* [TAREAS]:
(1) Reproduce sin cambios el fragmento del texto sobre Claudia Piñeiro que empieza con las palabras que contienen "Es un poco misterioso" y termina con "de ubicua presencia.".
(2) Prosigue el texto sobre Claudia Piñeiro a partir de su última oración.

Es un poco misterioso en qué radica el poderoso vínculo que puede producirse con un escritor. Lo cierto es que sentimos numerosos puntos de conexión con su obra, nos interesamos por su vida y personalidad, y cuando armonizan las palabras de sus ficciones con las que profiere en la realidad –entrevistas y presentaciones– somos felices. Tenemos un amigo entrañable, de ubicua presencia.

Eso me pasa con varios nombres de la literatura universal, vivos o muertos. Están allí, al alcance, y llenan horas y muchos pensamientos de nuestra vida. Hoy me quiero referir a la argentina Claudia Piñeiro, cuya última novela acabo de leer. Una suerte pequeña es el corolario de una buena lista de piezas anteriores, que le han ganado respeto literario, traducciones al granel y millones de lectores. Quien ha leído Las viudas de los jueves, Elena sabe, Las grietas de Jara, Betibú encontrará en las nuevas páginas elementos en común pero también incorporará sorpresas.

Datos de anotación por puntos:
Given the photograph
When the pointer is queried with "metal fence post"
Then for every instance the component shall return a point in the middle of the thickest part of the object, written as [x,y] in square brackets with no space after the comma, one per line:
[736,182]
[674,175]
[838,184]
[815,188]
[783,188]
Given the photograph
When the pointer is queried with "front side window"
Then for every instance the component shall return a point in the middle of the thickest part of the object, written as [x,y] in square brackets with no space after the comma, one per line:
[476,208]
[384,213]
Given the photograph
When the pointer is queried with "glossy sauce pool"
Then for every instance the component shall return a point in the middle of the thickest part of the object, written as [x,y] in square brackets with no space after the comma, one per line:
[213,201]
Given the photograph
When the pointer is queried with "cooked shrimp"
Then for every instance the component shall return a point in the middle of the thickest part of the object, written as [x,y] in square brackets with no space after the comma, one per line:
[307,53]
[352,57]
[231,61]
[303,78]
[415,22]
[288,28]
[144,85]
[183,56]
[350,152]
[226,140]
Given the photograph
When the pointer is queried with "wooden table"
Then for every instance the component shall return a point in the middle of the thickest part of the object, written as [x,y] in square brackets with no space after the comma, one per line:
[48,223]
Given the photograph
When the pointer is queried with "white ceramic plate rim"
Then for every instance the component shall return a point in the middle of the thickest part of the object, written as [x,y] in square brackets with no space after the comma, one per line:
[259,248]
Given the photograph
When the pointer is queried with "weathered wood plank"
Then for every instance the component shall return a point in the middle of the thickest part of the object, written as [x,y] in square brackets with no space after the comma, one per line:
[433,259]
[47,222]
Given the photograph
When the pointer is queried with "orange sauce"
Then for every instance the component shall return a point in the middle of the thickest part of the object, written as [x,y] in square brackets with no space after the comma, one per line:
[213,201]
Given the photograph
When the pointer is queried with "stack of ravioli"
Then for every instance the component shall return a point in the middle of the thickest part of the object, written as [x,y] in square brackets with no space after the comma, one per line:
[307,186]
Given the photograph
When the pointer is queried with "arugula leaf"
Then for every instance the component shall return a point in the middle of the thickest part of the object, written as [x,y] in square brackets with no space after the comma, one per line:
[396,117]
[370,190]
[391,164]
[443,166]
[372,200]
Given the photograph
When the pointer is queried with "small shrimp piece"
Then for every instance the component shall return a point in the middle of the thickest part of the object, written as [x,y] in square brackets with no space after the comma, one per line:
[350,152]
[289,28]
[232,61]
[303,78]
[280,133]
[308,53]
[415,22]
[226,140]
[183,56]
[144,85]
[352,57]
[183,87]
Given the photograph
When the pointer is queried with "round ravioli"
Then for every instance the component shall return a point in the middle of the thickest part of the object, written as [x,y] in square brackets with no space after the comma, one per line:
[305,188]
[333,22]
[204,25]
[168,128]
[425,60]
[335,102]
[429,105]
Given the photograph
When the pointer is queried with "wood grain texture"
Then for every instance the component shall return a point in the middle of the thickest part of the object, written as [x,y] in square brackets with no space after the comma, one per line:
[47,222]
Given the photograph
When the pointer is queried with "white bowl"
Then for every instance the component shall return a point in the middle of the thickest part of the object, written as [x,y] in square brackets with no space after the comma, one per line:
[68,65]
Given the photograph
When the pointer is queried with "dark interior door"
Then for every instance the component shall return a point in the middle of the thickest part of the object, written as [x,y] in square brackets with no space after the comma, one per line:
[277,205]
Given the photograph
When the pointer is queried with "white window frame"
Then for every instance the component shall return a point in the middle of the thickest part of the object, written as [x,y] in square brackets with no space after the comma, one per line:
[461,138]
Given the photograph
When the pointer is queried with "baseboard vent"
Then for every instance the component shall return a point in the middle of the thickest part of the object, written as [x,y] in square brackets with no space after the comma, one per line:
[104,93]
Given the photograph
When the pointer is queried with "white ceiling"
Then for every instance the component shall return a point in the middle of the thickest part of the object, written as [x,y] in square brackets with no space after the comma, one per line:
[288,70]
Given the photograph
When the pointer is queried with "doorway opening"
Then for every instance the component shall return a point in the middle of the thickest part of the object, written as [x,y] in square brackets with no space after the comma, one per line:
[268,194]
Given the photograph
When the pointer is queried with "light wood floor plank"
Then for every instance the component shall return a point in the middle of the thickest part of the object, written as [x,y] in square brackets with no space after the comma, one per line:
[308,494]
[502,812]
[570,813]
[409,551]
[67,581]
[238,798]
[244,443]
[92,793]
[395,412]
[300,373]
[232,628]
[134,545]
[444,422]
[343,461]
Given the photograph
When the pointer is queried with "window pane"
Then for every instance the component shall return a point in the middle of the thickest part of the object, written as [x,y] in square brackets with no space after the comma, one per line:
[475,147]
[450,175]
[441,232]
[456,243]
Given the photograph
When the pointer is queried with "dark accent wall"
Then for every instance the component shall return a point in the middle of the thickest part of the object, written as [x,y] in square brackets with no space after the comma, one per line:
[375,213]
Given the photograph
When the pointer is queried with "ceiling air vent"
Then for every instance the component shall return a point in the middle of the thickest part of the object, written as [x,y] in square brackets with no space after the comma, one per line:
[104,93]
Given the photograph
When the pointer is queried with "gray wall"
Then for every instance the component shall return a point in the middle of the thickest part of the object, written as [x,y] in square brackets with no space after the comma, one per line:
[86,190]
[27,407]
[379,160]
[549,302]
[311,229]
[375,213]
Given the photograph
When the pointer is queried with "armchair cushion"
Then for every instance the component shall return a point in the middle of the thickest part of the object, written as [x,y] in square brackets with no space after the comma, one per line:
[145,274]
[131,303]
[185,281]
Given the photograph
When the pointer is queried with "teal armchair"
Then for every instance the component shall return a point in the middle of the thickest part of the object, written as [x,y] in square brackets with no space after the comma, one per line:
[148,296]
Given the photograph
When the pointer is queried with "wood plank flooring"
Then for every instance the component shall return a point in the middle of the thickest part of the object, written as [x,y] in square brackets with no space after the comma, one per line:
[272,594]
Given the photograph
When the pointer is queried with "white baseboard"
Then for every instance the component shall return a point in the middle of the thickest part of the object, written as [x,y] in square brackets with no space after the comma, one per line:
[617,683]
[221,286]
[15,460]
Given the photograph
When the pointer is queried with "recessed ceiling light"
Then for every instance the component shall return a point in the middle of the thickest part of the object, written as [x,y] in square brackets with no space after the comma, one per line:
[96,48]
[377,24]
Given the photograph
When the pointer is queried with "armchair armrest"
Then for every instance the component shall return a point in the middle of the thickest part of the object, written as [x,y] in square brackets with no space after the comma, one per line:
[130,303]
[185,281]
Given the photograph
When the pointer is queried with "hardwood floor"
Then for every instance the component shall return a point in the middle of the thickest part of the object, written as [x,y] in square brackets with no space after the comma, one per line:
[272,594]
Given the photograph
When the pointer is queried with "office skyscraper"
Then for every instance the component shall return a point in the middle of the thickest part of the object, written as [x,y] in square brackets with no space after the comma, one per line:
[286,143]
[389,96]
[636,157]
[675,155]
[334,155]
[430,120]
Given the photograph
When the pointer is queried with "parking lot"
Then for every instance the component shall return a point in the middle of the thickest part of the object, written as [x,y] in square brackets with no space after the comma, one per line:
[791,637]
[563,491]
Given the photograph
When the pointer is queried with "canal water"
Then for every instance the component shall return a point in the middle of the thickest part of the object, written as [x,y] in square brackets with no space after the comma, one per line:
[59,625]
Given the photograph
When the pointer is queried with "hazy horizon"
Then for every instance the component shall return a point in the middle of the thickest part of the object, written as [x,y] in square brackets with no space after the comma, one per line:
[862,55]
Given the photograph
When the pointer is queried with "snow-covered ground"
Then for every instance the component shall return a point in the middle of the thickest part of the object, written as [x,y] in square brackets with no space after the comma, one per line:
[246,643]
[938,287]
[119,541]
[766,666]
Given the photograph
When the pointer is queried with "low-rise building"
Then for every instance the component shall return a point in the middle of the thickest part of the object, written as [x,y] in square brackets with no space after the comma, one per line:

* [RESPUESTAS DADAS]:
(1)
Es un poco misterioso en qué radica el poderoso vínculo que puede producirse con un escritor. Lo cierto es que sentimos numerosos puntos de conexión con su obra, nos interesamos por su vida y personalidad, y cuando armonizan las palabras de sus ficciones con las que profiere en la realidad –entrevistas y presentaciones– somos felices. Tenemos un amigo entrañable, de ubicua presencia.

(2)
Se trata de un relato claro, gradual, que no experimenta con estructuras cambiantes o planos superpuestos, pero que no por eso abandona al lector a la pasividad. El seguimiento de esas voces en primera persona que levantan individuos deshechos y vueltos a hacer en el caldero del dolor supremo y su asimilación, sostiene a buena parte de la narrativa contemporánea. En esta novela, Piñeiro vuelve sobre una experiencia de feminidad que exige a sus lectores ponerla en el rasero de la humanidad.

Naturalmente, no voy a privar al lector, con este comentario, del placer de la novedad cuando lean la novela, me refiero a sus más notables méritos sin tocar la anécdota. Creo que Una suerte pequeña debe leerse para apreciar la asunción de una feroz autoconciencia, labrada en la lenta agonía de una lucha interior a lo largo de varias décadas. Lo bueno, el consuelo para quien sufre con su protagonista, es que el hecho doloroso –patético en términos de la tragedia griega– llevará a su protagonista a una salida.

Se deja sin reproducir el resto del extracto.